**DIRECTIVE:**
Reproduce the part of the court-records passage that begins at the words "Commercial projects, like" and ends after "that don’t fit.".

**PROVIDED PASSAGE:**
<<<<
In the federal court system, this methodology can be applied to court documents to identify cases involving search warrants and the items being searched, or other such subcategories. It could also be used anywhere large sets of somewhat similar text are regularly published, such as accident, incident, or inspection reports from highly regulated industries like manufacturing and transportation, e.g., to pull out a verbatim description of the cause of a crash or the type of goods carried by a vehicle.

Legal AI context

Much of the legal AI development has focused on very different subject areas, like contract drafting or sentencing decisions.

A group at Stanford and the University of Oregon has sought to extract information for transcripts of parole hearings. They have noted that long documents—common in the legal context, with affidavits for search warrants being the goal of this project—are difficult for modern NLP to understand.
Commercial projects, like Litigation Analytics from WestLaw Edge, use a combination of machine-learning models, expert-written rules, and human review to perform tasks such as extracting information from dockets about who filed motions and which judge presides over a case, largely to produce analytics about lawyers, law firms, and judges. Like this problem, most filings fit a predictable template. That system uses rules to catch (with 100 percent accuracy) filings that fit the template, then machine learning only to deal with those that don’t fit.
Other research using docket data has sought to link motions and rulings on those motions.
Scales-OKN, a collaborative academic research project based at Northeastern University, has acquired a large quantity of data about the workings of entire district courts and created ontologies to map filings to events as understood by participants in the legal system. The project links documents that relate to the same event to generate analyses, like how long a particular process takes, how often a given motion is granted or denied, or how processes differ across districts.
John Keefe has built a non–AI-powered court records alerter, Pacer Porpoise, that relies on the same pacer RSS feeds and alerts based on keywords.

Method

For newsrooms to set up a real-time—or near real-time—alert system to automatically identify documents of interest that require further investigation, they first need to create a model that mimics a reporter’s approach, identifying the steps a human would take, and codifying those as heuristics in the model.

How to choose heuristics to model¹
This study is based on my own experience as a reporter and on an interview with a specialist document-oriented reporter, Justin Rohrlich of the Daily Beast. It assumes that when a reporter is faced with a large, routinely updated document set, they rely on a series of simple experientially derived heuristics to winnow down the data to a subset that is likely to contain newsworthy documents, which are then examined closely. The prototype aims to replace only the simple heuristics with AI, and still delivers potentially interesting documents to the specialist reporter for the final newsworthiness judgment.

For this case study, I sought to discover heuristics by asking an expert, Rohrlich, to describe his methods for finding newsworthy court documents, and then to walk through that process: both forward, by searching, and backward, telling the story of how he found documents he later wrote about. Speaking to beat reporters or subject matter experts prior to developing heuristics for any given project is key, because the goal (“interestingness”) isn’t directly teachable to an AI model. Because court data is generally public and because Rohrlich relies on it in his reporting, I seized that opportunity to create a pacer-focused AI tool as a means of experimenting with custom-trained AI models for newsgathering tools.
>>>>
**COLLECTED MATERIAL:**
<<<<
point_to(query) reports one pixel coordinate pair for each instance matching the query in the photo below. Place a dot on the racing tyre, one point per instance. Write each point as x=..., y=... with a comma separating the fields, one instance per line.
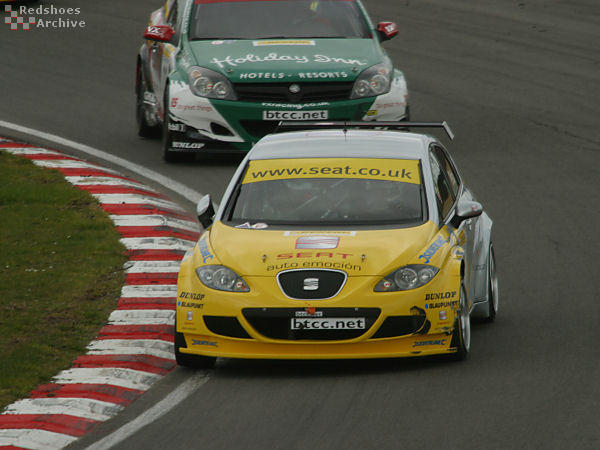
>>>>
**SOLUTION TO THE PROBLEM:**
Commercial projects, like Litigation Analytics from WestLaw Edge, use a combination of machine-learning models, expert-written rules, and human review to perform tasks such as extracting information from dockets about who filed motions and which judge presides over a case, largely to produce analytics about lawyers, law firms, and judges. Like this problem, most filings fit a predictable template. That system uses rules to catch (with 100 percent accuracy) filings that fit the template, then machine learning only to deal with those that don’t fit.